• **Aim of the exercise**: State how many lines of the items contain the string "microphone". Give only the number.

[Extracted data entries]
***

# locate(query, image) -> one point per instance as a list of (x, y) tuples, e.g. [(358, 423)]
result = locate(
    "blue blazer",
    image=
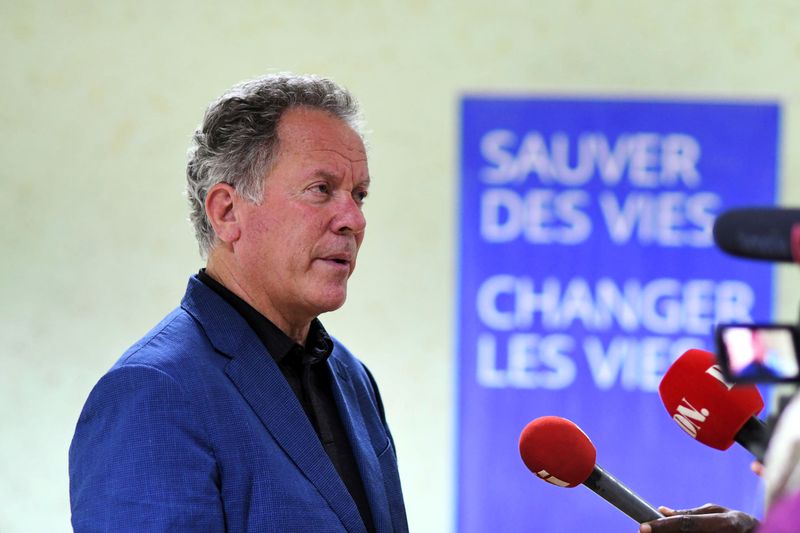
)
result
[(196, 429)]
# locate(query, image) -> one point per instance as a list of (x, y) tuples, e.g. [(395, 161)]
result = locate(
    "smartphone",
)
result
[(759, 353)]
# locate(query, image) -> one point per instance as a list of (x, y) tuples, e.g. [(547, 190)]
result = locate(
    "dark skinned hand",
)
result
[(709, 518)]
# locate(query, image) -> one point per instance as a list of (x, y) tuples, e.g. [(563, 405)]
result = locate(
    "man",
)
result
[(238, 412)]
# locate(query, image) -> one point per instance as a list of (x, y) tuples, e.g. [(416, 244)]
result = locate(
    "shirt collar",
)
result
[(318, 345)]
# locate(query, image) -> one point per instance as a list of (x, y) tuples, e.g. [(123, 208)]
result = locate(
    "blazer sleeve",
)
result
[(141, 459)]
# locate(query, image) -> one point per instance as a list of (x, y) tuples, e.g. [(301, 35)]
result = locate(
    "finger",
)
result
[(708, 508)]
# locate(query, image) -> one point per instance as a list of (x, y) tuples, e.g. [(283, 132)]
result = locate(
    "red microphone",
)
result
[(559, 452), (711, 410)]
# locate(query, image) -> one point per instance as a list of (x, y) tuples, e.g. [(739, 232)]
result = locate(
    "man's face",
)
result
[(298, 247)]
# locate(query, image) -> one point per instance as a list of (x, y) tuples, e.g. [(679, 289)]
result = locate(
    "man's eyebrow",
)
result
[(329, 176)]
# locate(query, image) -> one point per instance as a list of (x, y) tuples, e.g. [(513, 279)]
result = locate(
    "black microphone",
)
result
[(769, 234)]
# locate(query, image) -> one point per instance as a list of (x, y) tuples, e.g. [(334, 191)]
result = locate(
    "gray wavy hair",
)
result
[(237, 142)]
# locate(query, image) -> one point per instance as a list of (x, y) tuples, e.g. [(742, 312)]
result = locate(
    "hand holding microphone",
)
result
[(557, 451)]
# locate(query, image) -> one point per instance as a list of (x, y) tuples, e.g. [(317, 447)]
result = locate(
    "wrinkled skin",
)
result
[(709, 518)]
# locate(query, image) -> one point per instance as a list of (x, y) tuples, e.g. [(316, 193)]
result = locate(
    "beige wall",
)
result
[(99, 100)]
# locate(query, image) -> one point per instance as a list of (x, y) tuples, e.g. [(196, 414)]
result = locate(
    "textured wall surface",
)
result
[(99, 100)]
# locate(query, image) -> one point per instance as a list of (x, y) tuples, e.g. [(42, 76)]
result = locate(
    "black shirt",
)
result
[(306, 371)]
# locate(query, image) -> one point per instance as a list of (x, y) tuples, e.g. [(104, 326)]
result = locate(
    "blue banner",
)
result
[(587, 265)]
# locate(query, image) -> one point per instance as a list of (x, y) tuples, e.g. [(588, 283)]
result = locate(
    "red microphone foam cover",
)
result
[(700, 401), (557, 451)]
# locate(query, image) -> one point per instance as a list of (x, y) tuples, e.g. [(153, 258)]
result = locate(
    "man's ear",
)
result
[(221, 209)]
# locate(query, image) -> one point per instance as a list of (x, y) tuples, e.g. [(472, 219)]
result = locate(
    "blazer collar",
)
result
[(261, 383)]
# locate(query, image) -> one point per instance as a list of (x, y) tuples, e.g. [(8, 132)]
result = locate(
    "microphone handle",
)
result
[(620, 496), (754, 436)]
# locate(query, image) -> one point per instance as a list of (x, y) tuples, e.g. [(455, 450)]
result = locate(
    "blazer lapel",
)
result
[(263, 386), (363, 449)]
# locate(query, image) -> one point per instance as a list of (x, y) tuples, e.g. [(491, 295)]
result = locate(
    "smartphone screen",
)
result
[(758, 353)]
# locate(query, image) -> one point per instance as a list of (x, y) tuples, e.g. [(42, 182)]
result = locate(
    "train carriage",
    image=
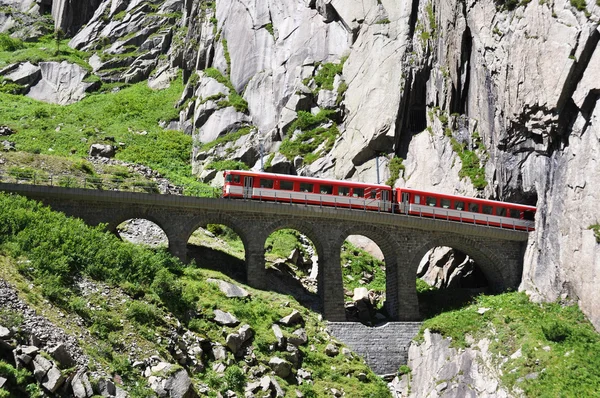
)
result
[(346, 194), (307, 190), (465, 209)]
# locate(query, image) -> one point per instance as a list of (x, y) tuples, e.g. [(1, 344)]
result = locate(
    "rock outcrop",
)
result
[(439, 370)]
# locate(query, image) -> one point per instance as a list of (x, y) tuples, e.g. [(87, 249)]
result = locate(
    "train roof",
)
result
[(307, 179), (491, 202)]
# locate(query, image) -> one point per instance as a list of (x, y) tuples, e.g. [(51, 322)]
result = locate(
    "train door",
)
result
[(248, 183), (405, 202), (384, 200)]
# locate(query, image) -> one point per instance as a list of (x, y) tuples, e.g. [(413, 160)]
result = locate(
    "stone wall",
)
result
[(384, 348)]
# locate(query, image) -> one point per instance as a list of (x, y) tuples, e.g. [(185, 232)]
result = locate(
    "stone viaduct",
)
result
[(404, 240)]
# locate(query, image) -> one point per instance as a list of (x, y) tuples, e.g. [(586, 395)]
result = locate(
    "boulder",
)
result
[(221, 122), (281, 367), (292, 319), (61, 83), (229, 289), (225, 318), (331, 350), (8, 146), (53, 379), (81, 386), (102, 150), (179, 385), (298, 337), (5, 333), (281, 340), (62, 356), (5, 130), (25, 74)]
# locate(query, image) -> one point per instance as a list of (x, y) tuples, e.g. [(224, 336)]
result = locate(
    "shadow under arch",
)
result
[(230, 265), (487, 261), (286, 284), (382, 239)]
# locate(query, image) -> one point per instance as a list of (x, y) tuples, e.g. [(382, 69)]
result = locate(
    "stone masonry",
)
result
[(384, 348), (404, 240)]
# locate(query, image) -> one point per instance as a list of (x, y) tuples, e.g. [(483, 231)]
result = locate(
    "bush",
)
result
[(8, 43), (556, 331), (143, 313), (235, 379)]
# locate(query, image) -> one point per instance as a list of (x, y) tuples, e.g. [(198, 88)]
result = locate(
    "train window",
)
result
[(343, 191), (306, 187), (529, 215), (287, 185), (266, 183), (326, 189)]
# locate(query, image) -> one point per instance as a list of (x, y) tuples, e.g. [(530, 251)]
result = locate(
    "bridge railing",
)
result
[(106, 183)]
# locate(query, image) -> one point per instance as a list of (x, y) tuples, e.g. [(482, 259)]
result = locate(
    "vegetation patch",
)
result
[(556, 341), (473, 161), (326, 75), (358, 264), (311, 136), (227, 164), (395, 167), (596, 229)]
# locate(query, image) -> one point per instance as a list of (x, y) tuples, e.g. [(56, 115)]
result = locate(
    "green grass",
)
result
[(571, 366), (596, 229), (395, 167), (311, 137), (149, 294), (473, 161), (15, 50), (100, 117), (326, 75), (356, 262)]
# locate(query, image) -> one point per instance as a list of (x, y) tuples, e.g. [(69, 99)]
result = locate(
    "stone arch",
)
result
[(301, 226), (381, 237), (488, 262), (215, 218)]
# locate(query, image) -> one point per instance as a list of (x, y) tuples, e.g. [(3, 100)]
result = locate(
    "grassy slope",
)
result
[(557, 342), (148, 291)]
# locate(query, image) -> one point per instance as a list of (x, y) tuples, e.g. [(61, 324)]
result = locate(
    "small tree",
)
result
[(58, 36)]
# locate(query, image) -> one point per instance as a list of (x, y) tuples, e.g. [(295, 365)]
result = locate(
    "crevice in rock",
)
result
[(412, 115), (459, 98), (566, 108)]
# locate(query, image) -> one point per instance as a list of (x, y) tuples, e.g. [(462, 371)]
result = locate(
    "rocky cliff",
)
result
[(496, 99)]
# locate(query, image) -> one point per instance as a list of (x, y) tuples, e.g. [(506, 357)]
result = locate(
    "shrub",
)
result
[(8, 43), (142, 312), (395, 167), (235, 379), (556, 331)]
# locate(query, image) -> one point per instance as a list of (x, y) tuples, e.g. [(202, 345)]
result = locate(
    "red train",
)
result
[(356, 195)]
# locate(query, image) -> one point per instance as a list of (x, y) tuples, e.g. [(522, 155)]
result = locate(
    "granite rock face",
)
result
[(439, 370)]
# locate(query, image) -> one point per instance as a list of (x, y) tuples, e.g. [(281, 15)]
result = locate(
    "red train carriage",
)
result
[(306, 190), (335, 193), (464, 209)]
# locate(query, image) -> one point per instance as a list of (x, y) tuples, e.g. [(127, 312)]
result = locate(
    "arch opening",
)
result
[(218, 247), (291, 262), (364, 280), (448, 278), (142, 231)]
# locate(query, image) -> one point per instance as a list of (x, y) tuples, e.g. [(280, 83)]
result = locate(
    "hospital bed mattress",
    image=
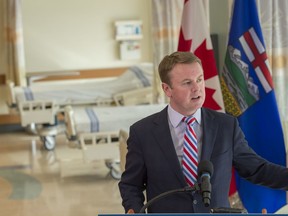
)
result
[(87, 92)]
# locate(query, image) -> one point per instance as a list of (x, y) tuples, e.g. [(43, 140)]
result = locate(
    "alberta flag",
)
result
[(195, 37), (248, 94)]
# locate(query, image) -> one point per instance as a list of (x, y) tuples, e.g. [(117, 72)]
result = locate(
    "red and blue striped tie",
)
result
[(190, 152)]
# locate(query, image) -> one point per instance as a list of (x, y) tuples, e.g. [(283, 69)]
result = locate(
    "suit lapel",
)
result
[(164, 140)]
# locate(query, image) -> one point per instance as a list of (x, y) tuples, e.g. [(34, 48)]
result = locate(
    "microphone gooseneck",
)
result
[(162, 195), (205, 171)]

***

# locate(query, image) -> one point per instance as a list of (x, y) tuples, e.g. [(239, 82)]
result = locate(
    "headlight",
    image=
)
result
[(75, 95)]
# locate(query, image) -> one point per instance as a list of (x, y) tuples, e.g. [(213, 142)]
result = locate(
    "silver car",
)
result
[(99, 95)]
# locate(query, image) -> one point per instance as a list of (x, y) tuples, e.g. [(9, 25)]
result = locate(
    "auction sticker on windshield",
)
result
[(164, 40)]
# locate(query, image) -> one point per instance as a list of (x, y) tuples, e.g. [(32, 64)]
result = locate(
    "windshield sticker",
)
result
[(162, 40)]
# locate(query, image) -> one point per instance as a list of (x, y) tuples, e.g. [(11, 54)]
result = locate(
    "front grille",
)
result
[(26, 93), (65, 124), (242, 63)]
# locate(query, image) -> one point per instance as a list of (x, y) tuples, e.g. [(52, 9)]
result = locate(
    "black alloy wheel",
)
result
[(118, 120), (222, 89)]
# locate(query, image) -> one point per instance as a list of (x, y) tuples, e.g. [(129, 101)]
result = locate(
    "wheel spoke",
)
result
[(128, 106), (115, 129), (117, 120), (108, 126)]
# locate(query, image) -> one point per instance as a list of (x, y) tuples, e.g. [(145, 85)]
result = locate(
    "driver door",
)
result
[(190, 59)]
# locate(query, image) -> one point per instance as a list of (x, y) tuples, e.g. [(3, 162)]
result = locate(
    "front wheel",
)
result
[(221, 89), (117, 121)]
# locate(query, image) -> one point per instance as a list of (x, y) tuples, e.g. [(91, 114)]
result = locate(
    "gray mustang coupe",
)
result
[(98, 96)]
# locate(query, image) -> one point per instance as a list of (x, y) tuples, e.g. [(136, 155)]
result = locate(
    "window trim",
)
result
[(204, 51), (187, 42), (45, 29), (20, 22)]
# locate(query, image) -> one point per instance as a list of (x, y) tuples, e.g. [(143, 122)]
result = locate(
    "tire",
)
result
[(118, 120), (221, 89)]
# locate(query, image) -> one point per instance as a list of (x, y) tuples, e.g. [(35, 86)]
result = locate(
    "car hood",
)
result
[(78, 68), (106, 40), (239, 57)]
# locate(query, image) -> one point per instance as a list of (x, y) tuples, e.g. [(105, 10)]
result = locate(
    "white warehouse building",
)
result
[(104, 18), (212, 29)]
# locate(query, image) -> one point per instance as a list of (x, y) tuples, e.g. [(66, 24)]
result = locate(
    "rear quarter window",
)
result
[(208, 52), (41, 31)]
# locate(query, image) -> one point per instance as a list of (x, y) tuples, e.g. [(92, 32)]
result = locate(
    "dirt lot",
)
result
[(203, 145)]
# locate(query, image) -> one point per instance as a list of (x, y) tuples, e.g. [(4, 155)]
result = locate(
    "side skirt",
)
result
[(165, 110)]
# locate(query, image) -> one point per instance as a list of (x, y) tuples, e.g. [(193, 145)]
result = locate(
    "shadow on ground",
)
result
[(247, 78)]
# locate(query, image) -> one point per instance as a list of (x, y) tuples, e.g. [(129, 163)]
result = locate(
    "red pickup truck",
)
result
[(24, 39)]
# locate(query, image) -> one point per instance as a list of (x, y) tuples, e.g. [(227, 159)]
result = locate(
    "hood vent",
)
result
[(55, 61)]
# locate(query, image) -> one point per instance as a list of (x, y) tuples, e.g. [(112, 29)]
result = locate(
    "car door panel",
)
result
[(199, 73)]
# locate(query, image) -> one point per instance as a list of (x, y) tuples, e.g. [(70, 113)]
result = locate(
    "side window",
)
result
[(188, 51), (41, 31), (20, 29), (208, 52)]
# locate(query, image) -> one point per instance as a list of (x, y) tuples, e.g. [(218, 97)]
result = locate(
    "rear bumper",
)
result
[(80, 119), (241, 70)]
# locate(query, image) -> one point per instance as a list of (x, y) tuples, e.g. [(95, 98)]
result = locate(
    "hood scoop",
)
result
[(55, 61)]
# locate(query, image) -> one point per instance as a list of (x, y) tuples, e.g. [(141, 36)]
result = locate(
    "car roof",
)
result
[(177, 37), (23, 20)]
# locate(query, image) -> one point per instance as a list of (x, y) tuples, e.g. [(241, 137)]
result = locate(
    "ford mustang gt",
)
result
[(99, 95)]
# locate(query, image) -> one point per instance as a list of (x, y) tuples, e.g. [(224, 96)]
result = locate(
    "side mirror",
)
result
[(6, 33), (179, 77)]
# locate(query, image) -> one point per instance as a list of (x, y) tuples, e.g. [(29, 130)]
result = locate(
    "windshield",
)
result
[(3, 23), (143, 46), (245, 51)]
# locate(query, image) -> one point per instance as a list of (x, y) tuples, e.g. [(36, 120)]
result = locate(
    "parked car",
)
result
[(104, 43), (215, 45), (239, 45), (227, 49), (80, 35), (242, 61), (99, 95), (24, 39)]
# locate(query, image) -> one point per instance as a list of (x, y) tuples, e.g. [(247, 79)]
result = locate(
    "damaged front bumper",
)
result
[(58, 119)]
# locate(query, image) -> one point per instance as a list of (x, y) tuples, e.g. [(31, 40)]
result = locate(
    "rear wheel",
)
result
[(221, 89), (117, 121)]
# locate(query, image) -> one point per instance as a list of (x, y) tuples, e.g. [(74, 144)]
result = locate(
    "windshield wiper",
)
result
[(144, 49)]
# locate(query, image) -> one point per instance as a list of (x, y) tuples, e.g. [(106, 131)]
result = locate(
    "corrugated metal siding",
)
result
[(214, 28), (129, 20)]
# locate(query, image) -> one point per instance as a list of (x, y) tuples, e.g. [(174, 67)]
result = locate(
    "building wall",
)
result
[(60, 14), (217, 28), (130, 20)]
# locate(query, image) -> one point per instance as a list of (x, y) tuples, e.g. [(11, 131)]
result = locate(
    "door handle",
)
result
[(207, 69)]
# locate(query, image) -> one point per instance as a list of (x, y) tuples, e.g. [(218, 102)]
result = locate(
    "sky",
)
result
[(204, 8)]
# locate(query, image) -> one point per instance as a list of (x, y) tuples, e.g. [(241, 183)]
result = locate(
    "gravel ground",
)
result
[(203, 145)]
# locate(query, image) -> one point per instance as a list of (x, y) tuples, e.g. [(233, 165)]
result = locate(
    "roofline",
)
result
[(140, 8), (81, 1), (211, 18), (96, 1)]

***

• **Result of the exercise**: 6